DIRECTIONS = Can you rename "heron's" to "bird's" everywhere in the records below and reproduce the lines with nothing else changed? Omit the picture lines from your answer.

Labeled-object pointing records
:::

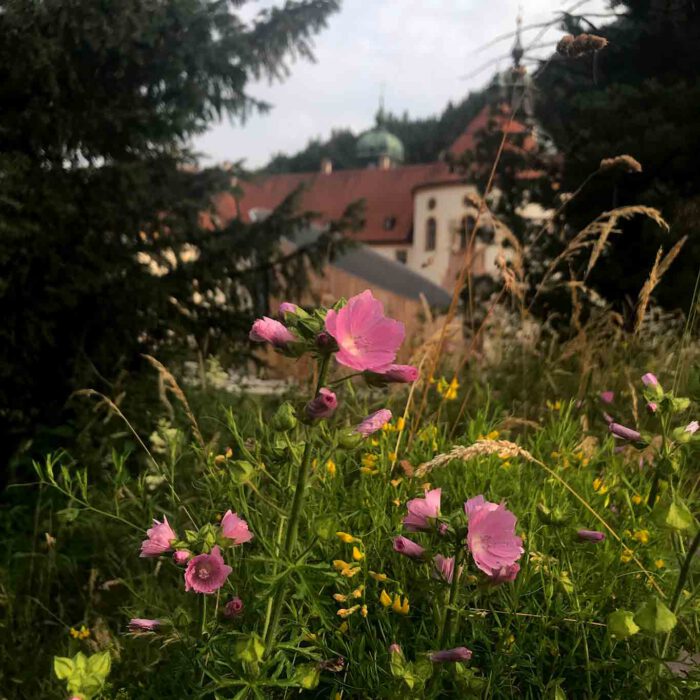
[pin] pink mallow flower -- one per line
(448, 655)
(423, 512)
(323, 405)
(181, 557)
(159, 539)
(375, 421)
(591, 535)
(491, 535)
(235, 528)
(624, 432)
(607, 396)
(445, 568)
(367, 340)
(140, 624)
(267, 330)
(408, 548)
(206, 573)
(233, 608)
(650, 379)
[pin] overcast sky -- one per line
(419, 50)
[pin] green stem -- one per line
(682, 576)
(290, 539)
(445, 631)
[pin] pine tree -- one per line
(98, 189)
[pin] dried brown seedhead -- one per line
(624, 163)
(574, 46)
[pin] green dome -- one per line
(379, 142)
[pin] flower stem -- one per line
(682, 576)
(290, 539)
(445, 631)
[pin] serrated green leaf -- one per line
(655, 618)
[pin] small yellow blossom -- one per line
(400, 607)
(82, 633)
(642, 536)
(385, 598)
(345, 537)
(369, 460)
(346, 612)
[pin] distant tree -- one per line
(638, 96)
(98, 190)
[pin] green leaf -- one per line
(62, 667)
(307, 676)
(100, 664)
(655, 618)
(249, 649)
(621, 624)
(675, 515)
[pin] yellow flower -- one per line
(346, 612)
(642, 536)
(345, 537)
(369, 460)
(400, 607)
(385, 598)
(344, 568)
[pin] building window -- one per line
(430, 234)
(465, 231)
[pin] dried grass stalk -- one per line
(481, 448)
(657, 272)
(168, 383)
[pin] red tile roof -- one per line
(387, 193)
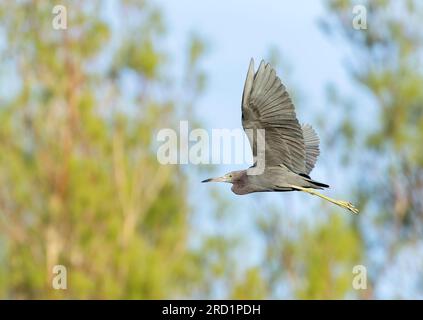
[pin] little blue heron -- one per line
(290, 150)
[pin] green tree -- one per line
(80, 185)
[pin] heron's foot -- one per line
(347, 205)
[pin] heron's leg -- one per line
(344, 204)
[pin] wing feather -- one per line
(266, 105)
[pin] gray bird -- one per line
(287, 149)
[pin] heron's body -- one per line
(288, 150)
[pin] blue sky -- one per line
(235, 31)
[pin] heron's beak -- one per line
(220, 179)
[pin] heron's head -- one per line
(230, 177)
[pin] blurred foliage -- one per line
(79, 183)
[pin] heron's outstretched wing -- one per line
(311, 142)
(266, 105)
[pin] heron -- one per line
(290, 149)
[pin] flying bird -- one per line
(284, 151)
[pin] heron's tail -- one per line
(314, 184)
(319, 184)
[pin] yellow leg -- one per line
(344, 204)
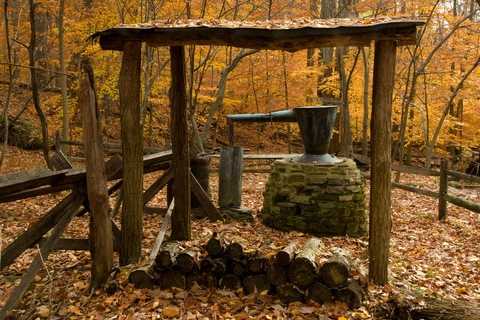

:::

FINISHED TASK =
[pin] pink mallow flower -- one per line
(448, 655)
(423, 512)
(323, 405)
(181, 557)
(159, 539)
(375, 421)
(591, 535)
(491, 535)
(235, 528)
(624, 432)
(607, 396)
(445, 568)
(367, 340)
(140, 624)
(267, 330)
(408, 548)
(206, 573)
(233, 608)
(650, 379)
[pin] overcast sky -- one per line
(419, 50)
[pin] green stem -- one per line
(682, 576)
(290, 539)
(445, 631)
[pin] pine tree -- one per line
(98, 189)
[pin] dried brown seedhead -- one per line
(624, 163)
(574, 46)
[pin] green dome -- one per line
(379, 142)
[pin] flower stem -- one per line
(682, 576)
(290, 539)
(445, 631)
[pin] serrated green leaf -- one per line
(655, 618)
[pin] small yellow blossom -- one per line
(400, 607)
(82, 633)
(642, 536)
(385, 598)
(345, 537)
(369, 460)
(346, 612)
[pin] distant tree -- one per line
(638, 96)
(98, 190)
[pin] green leaf -- one per line
(62, 667)
(307, 676)
(100, 664)
(655, 618)
(249, 649)
(621, 624)
(675, 515)
[pin] yellow flower -- one per line
(346, 612)
(642, 536)
(345, 537)
(369, 460)
(400, 607)
(385, 598)
(344, 568)
[pin] building window -- one per line
(430, 234)
(465, 231)
[pin] dried grass stalk -- one per line
(481, 448)
(657, 272)
(168, 383)
[pin] red tile roof -- one per line
(387, 193)
[pin] little blue heron -- one per line
(290, 150)
[pin] green tree -- one per line
(80, 185)
[pin] bird's foot -- one per line
(347, 205)
[pin] bird's leg -- one per line
(344, 204)
[pin] wing feather -- one per line
(266, 105)
[pin] gray bird -- one per line
(287, 149)
[pin] bird's body -- one per line
(288, 150)
[pin] blue sky -- one per line
(235, 31)
[pin] bird's beak -- one per line
(220, 179)
[pin] bird's head -- one per line
(230, 177)
[pin] blurred foliage -- one per line
(79, 183)
[pin] bird's outstretched wing -- one per line
(311, 142)
(266, 105)
[pin] heron -- one per line
(290, 149)
[pin] flying bird -- one per line
(284, 151)
[pin] bird's tail -- one per line
(314, 184)
(319, 184)
[pin] yellow leg -- one per line
(344, 204)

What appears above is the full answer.